What you need to do:
Pick out each line below that contains the string "outline" and copy those lines unchanged.

Entries:
>>>
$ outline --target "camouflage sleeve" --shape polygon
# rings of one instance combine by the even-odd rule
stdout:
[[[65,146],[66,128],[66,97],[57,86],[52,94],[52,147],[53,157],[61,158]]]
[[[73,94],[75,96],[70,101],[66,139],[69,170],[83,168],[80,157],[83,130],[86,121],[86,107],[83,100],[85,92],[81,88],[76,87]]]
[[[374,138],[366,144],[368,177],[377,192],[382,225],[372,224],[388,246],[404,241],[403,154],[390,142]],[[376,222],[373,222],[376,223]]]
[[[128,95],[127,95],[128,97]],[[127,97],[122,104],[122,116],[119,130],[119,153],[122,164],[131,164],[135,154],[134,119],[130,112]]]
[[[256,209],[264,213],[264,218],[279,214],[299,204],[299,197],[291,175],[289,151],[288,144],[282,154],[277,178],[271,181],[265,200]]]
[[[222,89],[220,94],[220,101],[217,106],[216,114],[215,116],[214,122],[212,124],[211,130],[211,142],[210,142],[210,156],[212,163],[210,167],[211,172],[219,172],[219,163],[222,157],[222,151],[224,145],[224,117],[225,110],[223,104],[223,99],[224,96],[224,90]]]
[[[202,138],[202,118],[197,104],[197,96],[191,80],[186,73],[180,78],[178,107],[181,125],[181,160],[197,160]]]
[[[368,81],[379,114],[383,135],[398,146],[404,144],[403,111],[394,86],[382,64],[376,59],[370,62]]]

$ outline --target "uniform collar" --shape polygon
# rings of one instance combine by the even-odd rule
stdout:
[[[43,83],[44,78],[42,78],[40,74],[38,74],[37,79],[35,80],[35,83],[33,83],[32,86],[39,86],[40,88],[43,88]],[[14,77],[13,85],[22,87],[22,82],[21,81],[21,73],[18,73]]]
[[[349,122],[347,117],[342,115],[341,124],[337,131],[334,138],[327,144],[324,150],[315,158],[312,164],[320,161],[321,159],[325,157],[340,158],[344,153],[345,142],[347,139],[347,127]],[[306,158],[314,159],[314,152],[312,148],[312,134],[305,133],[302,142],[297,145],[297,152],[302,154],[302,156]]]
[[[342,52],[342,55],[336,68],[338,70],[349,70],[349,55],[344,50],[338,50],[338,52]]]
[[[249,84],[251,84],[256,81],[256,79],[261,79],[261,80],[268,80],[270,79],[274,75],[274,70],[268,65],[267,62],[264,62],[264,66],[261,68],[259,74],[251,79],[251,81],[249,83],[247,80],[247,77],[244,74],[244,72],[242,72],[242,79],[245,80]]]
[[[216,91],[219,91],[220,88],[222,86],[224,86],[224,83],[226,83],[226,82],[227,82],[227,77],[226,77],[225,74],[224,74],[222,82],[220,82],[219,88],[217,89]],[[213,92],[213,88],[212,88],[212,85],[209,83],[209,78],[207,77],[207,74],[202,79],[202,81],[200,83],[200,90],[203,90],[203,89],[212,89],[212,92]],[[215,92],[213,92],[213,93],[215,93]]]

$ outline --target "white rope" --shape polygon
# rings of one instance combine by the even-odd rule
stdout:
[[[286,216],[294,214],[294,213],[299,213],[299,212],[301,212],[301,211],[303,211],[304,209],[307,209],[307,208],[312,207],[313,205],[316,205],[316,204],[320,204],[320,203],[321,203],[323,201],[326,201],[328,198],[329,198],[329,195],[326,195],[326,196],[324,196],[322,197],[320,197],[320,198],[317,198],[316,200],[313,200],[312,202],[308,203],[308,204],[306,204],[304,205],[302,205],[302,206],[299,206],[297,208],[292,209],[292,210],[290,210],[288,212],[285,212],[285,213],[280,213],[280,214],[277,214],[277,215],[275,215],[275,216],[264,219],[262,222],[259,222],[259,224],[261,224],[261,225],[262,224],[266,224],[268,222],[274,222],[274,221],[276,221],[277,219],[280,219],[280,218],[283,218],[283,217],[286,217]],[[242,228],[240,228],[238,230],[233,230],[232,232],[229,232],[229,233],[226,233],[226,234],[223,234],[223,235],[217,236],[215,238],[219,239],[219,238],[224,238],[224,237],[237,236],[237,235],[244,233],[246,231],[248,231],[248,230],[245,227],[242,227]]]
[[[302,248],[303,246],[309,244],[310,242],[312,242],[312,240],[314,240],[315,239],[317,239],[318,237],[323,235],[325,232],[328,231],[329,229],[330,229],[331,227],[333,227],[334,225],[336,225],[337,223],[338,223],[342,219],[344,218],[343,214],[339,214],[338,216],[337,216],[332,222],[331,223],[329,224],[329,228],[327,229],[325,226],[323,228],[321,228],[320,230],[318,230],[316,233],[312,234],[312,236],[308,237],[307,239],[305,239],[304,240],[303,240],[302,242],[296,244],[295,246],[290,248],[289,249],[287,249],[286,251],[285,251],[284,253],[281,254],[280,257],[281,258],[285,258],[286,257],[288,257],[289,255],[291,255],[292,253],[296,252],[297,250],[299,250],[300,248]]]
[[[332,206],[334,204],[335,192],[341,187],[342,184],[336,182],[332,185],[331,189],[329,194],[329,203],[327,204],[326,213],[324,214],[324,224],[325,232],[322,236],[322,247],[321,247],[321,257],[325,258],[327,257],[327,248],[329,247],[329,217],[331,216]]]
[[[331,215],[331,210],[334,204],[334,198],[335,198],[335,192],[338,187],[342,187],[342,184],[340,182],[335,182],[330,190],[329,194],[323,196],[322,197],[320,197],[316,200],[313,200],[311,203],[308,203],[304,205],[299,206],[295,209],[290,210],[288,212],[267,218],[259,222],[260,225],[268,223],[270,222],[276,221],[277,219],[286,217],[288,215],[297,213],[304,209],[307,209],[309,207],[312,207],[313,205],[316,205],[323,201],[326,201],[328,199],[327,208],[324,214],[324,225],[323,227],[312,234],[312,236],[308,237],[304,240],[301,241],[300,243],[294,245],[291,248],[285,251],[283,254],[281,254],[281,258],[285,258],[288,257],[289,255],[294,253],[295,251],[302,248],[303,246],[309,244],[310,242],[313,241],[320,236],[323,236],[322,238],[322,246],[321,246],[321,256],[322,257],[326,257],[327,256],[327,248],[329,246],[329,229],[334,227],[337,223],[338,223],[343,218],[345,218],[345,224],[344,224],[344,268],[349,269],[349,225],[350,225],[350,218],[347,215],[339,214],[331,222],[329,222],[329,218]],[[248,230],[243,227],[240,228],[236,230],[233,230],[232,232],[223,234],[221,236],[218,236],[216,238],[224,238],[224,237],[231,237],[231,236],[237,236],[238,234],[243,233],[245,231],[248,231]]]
<<<
Answer:
$ outline --target "camouflage sleeve" --shape polygon
$ outline --target "uniform collar" --shape polygon
$ outline --target "white rope" --shape polygon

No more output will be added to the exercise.